Return, unchanged, the lines of the material below from the one containing "trace the outline of every instance of the street" up to and including the one containing "M86 13L86 60L85".

☆ ☆ ☆ ☆

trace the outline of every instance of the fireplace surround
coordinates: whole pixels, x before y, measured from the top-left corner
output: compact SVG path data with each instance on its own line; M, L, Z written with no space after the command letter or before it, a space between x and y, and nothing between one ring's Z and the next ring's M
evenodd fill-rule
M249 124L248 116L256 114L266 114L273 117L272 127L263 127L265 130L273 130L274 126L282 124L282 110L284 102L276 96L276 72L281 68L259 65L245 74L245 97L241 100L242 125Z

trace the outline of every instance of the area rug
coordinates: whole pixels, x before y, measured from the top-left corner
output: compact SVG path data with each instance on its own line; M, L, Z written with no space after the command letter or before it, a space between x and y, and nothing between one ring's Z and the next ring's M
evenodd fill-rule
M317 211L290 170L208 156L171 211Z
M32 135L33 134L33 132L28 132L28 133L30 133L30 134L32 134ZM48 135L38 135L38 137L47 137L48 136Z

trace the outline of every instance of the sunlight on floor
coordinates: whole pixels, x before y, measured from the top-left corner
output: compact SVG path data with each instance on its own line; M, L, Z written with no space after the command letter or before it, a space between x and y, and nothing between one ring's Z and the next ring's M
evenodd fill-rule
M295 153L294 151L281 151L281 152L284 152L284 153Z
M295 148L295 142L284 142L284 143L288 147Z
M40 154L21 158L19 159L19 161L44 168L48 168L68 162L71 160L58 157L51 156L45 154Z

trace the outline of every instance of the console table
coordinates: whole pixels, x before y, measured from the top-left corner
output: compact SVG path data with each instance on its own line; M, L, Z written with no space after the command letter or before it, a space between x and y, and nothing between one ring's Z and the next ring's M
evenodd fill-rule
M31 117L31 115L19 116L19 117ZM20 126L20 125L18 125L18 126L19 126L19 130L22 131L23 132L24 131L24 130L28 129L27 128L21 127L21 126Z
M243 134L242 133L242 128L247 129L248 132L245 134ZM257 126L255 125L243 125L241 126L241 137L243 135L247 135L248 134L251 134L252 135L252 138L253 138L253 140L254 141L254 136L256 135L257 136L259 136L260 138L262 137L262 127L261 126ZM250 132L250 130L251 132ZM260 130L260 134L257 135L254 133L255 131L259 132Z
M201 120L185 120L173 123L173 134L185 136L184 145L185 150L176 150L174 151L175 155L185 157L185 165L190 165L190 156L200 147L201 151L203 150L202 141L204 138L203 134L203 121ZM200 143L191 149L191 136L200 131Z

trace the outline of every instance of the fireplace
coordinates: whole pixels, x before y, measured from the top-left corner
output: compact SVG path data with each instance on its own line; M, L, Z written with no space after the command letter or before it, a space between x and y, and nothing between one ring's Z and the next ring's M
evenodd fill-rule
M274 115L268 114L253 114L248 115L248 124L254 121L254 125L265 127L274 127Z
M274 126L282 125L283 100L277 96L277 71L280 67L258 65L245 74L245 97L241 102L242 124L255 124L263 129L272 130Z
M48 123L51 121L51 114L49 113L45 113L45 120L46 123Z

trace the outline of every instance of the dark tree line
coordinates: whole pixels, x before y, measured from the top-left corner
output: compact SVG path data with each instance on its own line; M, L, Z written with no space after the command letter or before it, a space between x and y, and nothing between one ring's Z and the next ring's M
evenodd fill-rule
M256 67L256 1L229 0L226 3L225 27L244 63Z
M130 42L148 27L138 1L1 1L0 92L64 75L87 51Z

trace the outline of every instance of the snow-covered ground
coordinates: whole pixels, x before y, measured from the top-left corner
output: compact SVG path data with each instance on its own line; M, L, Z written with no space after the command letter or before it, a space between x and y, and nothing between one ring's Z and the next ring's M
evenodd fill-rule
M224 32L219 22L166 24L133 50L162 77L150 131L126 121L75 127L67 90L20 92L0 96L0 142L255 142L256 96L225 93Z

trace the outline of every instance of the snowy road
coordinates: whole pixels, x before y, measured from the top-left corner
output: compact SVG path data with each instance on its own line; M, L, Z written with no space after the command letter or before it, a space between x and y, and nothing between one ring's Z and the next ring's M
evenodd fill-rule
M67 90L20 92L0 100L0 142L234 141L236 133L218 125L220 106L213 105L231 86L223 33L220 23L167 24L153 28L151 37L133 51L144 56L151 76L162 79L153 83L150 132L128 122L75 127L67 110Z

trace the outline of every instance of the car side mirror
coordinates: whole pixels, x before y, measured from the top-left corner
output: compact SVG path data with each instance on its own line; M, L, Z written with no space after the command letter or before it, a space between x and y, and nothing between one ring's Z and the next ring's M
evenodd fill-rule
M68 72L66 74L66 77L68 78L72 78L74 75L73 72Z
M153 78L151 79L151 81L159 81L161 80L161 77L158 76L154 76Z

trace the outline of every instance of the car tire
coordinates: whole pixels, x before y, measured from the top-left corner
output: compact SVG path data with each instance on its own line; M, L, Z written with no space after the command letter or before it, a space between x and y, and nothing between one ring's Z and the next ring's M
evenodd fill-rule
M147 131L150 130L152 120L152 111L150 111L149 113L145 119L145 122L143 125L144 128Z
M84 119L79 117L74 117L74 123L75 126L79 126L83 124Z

☆ ☆ ☆ ☆

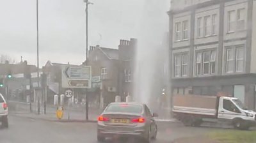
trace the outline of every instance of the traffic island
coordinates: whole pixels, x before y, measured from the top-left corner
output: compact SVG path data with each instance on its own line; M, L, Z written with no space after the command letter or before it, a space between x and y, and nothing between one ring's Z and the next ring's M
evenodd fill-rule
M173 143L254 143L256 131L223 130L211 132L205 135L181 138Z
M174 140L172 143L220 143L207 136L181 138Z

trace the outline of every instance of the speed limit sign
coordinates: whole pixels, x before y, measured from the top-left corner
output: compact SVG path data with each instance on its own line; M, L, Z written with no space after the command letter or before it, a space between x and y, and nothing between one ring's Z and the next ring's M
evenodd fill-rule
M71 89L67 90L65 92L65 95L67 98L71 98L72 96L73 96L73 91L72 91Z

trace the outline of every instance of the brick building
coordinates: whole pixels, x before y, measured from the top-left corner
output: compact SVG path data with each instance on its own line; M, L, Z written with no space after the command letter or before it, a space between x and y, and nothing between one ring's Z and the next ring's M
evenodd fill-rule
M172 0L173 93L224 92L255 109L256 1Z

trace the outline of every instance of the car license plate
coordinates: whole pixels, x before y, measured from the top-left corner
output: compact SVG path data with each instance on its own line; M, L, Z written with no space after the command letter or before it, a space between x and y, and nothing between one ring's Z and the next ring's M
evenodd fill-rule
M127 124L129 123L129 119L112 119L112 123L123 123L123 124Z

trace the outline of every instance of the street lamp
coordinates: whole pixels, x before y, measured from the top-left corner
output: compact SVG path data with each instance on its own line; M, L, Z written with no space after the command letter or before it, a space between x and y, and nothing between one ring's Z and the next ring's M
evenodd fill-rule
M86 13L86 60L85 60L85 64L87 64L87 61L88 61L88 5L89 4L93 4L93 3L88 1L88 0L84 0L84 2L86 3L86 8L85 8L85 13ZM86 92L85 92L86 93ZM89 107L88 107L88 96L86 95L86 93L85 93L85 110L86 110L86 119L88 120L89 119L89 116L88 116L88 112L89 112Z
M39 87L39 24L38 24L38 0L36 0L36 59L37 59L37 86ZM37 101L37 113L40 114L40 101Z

☆ ☆ ☆ ☆

▸ **WRITTEN ANSWER**:
trace the outline of every instance of the street lamp
coordinates: whole pixels, x before y, measured from the top-left corner
output: compact SVG path data with each instance on its own line; M, L, Z written with no space after the command letter or before it, a space between x and y, and nothing between one ring's Z and the next ring's M
evenodd fill-rule
M86 13L86 60L85 60L85 64L87 64L87 61L88 61L88 5L89 4L93 4L93 3L88 1L88 0L84 0L84 2L86 3L86 8L85 8L85 13ZM86 92L85 92L86 93ZM89 107L88 107L88 96L86 95L86 93L85 93L85 110L86 110L86 119L88 120L89 119L89 116L88 116L88 112L89 112Z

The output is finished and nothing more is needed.